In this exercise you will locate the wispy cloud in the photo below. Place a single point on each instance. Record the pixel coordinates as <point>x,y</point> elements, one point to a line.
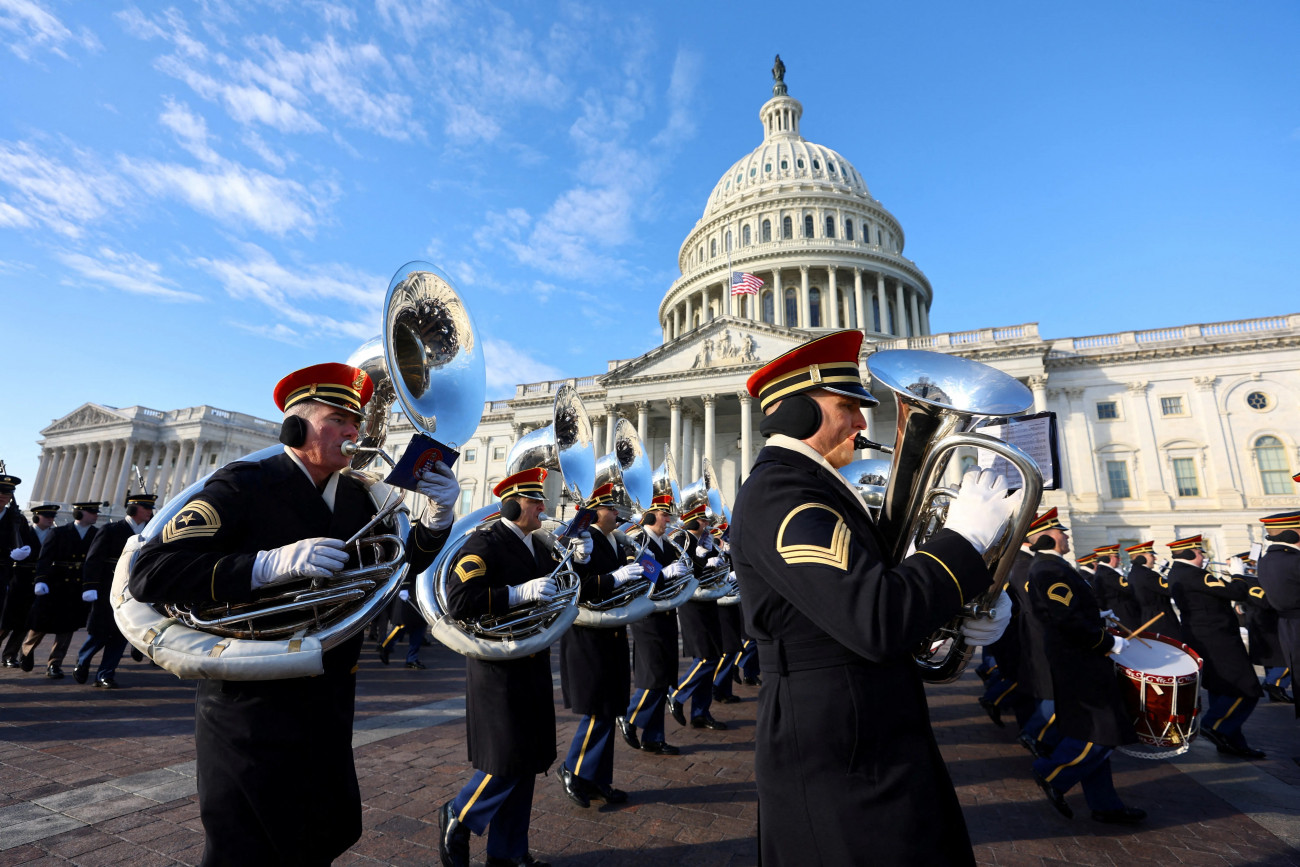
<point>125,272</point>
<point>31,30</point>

---

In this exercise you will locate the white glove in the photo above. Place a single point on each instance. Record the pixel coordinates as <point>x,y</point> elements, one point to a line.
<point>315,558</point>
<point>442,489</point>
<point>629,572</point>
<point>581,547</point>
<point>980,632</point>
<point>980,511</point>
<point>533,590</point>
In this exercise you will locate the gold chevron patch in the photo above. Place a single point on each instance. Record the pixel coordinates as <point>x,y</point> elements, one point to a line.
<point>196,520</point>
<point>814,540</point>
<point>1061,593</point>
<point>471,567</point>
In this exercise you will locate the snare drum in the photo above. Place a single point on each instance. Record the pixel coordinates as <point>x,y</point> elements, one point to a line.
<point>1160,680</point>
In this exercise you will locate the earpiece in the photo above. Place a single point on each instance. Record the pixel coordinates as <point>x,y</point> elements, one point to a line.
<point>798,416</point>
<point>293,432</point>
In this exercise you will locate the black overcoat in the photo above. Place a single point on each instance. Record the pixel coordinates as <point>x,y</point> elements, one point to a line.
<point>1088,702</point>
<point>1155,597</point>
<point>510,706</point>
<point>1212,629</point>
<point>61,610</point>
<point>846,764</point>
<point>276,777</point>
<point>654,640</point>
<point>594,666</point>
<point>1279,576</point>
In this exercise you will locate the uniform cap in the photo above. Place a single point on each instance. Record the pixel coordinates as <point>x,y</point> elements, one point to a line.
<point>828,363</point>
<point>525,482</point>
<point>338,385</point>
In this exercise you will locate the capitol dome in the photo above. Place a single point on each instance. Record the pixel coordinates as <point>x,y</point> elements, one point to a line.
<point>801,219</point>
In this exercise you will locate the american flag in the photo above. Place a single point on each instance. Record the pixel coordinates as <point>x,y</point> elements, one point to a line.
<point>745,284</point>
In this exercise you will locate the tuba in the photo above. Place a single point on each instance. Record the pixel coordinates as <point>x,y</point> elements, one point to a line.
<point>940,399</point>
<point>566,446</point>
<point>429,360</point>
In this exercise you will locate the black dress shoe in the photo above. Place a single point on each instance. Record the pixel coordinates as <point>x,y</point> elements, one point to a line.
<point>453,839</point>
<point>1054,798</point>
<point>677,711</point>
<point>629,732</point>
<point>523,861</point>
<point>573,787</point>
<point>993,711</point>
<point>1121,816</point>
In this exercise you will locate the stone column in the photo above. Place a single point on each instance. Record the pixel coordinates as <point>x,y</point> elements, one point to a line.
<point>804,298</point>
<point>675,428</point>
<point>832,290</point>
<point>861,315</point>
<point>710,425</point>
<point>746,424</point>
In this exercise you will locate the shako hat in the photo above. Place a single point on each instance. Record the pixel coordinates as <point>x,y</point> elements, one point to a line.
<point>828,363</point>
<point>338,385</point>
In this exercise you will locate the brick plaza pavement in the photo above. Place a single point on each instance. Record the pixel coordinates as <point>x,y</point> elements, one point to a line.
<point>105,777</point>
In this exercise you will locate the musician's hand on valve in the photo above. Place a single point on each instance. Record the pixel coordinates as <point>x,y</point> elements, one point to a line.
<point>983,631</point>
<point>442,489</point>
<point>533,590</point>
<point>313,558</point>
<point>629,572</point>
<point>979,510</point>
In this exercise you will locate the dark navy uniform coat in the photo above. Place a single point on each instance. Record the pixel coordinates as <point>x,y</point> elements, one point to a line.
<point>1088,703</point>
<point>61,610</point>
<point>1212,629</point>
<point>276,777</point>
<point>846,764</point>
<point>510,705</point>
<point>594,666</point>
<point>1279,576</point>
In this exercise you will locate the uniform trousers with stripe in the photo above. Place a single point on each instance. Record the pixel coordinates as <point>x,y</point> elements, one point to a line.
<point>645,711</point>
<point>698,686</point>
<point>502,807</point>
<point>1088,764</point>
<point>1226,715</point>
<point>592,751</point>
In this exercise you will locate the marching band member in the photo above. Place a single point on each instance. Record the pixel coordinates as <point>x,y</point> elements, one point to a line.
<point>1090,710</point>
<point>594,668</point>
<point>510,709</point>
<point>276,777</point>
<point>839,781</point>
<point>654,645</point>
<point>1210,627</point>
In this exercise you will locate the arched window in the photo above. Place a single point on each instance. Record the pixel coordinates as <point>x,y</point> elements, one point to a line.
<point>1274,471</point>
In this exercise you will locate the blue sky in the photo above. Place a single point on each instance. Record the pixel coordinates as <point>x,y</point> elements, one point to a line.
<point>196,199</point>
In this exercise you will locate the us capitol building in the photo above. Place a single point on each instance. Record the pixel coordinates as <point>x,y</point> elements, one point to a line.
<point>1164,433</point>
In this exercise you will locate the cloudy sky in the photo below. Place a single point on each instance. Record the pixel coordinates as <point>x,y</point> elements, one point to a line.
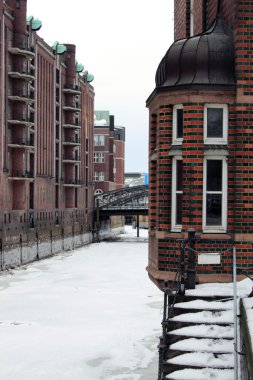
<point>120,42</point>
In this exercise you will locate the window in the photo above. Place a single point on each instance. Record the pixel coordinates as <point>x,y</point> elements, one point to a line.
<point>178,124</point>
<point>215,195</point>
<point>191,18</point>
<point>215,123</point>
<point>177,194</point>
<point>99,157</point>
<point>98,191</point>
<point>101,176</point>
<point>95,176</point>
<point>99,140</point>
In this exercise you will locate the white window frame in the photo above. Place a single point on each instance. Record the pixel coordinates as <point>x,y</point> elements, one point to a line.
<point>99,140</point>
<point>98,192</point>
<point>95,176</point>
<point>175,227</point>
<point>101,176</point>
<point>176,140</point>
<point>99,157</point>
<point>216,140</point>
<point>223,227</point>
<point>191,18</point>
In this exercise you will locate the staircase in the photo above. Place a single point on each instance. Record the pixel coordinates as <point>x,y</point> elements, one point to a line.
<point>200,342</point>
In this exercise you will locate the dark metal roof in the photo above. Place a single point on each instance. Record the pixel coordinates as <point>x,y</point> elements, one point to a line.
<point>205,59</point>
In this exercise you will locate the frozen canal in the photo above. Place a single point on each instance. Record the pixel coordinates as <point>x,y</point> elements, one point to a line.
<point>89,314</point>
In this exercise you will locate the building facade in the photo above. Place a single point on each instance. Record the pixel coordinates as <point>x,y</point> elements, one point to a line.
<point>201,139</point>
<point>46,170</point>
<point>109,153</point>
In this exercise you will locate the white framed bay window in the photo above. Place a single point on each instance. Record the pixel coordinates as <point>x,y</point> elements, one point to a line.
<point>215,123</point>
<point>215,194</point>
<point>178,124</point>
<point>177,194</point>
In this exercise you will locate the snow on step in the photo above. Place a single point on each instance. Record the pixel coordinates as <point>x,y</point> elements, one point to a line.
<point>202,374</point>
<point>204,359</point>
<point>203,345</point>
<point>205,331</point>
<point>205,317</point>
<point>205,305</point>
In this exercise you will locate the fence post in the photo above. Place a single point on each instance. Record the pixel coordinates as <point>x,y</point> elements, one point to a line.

YOUR TASK: Write out again the lines starting with the one containing "In this exercise you will locate the frozen" and going on through the one containing "<point>89,314</point>", changing "frozen canal" to "icy river" and leaving everything else the same.

RESPONSE FOR THIS EXERCISE:
In this exercise you will locate the icy river in the photo above. Place a single point on each instance. Record the pixel coordinates as <point>x,y</point> elements, one point to a line.
<point>89,314</point>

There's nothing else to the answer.